— EXERCISE GOAL —
Look through the entries below and show every line containing the word "beach".

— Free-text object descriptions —
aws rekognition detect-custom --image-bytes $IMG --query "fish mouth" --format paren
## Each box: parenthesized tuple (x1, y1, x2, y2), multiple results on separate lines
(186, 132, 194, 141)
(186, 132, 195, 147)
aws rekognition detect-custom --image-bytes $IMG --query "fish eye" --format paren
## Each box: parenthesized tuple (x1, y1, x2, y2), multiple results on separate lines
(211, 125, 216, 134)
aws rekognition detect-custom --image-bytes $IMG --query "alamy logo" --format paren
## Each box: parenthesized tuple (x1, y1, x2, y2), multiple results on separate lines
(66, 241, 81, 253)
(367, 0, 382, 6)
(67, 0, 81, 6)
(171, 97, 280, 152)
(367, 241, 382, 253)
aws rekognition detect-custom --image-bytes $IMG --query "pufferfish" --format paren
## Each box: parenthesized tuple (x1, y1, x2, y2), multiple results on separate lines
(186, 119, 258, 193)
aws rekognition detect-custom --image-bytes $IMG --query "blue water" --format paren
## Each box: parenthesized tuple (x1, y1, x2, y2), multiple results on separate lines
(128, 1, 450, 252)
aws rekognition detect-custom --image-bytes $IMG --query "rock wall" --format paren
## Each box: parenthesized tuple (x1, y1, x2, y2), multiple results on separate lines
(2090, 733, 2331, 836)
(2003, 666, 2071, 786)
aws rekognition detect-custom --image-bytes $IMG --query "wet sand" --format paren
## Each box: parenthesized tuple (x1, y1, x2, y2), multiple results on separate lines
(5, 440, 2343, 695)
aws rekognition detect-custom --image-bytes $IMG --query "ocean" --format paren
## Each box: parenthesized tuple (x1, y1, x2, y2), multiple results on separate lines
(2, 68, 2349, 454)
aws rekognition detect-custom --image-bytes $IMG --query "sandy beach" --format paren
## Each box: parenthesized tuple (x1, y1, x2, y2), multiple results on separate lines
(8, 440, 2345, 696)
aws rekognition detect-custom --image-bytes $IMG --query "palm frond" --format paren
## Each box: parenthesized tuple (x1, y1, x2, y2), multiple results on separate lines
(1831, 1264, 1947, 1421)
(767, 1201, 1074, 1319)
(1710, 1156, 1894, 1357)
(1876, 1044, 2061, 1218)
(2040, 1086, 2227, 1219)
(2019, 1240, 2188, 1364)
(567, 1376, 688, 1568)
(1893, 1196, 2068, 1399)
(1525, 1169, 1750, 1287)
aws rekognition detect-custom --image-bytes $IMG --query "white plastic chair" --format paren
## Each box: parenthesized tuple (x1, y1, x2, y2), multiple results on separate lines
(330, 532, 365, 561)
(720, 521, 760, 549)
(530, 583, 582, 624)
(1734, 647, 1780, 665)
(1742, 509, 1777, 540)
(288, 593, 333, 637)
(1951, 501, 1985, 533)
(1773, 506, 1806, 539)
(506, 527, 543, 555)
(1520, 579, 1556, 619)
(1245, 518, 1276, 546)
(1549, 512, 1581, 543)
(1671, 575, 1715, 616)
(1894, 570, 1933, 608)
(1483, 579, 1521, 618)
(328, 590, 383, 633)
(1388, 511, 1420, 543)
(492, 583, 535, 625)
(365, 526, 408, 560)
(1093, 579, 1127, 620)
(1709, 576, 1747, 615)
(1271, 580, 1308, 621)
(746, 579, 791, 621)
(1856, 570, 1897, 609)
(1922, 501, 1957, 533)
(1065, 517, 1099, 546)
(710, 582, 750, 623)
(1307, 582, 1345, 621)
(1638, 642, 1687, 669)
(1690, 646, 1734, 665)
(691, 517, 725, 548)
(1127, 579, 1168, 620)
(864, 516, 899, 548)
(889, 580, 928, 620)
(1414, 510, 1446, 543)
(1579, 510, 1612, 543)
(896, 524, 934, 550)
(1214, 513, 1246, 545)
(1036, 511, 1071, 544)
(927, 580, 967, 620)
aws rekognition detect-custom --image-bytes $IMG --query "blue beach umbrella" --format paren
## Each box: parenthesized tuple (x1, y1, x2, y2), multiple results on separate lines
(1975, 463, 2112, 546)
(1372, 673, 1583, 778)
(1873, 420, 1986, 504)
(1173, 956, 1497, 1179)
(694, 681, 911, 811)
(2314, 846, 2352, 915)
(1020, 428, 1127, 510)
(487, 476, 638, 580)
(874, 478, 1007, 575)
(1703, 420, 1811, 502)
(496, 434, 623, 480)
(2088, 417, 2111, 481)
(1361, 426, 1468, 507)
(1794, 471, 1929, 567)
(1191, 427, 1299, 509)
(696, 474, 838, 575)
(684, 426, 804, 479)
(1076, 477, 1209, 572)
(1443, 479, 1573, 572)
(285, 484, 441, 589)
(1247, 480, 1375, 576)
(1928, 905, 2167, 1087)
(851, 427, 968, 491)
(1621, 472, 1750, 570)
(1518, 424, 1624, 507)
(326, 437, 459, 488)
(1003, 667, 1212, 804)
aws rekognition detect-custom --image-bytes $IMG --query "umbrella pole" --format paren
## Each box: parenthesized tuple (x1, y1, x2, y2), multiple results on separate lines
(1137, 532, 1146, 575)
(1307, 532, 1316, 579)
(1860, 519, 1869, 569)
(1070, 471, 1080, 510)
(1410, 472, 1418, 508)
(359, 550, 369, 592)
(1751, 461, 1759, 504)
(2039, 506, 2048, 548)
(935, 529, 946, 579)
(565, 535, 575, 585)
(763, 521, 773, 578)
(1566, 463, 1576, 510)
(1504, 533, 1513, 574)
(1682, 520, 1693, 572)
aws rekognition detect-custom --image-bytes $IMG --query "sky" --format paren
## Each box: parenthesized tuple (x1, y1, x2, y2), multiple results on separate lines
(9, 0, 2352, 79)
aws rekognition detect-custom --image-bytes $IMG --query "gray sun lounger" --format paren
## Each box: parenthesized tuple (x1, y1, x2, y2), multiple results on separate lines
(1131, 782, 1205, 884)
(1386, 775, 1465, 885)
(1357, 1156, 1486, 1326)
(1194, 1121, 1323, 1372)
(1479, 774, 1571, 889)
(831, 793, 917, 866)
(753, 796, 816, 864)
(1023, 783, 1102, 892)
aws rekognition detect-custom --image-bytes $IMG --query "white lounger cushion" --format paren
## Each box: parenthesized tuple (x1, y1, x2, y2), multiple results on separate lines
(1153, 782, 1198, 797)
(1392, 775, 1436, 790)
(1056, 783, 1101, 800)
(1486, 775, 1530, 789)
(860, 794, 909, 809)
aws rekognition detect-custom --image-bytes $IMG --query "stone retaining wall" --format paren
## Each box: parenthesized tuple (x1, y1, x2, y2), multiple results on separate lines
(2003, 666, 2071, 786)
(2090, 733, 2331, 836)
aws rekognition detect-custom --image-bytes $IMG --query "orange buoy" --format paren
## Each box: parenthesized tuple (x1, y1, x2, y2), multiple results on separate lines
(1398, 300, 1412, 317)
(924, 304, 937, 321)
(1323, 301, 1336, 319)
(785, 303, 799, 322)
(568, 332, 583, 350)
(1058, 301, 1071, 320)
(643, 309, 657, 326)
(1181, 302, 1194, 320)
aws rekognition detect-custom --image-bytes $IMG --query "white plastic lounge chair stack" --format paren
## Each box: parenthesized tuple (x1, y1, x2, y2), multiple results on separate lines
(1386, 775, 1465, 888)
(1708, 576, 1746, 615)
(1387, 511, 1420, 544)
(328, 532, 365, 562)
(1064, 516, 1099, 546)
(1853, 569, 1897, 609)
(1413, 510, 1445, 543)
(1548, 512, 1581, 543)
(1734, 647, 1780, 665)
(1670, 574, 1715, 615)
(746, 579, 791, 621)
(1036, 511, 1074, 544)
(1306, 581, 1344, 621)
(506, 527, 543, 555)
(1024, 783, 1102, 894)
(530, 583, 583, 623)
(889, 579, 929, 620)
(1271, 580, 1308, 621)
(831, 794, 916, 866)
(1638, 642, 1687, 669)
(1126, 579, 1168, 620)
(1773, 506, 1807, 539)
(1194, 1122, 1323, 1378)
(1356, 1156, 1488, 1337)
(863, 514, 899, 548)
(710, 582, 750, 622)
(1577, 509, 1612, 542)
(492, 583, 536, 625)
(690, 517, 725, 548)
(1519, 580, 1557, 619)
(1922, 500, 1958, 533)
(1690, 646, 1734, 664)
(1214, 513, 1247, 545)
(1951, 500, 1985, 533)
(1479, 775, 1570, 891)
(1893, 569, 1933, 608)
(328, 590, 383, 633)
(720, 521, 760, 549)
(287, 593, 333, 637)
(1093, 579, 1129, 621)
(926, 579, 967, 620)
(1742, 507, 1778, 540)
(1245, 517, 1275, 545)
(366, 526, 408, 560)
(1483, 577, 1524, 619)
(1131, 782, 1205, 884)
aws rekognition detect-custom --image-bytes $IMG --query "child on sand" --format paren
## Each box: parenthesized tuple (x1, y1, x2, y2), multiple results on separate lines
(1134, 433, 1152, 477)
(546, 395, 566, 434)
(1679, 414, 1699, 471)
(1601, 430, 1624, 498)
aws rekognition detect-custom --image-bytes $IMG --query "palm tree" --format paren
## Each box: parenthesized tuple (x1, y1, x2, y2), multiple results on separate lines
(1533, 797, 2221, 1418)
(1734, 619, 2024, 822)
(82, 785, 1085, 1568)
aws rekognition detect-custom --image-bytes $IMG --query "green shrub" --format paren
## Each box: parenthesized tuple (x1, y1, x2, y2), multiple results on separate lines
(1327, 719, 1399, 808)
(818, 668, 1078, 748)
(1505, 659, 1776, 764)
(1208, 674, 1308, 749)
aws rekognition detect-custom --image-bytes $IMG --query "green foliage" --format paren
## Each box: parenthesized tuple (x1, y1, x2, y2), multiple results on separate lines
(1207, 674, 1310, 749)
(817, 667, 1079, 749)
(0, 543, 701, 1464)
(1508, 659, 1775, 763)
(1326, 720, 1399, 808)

— RESULT OF THE TASK —
aws rekognition detect-custom --image-bytes $IMG --query "sandy beach" --format paren
aws rekognition detect-custom --image-bytes $IMG --query "blue beach umbrella" --format paren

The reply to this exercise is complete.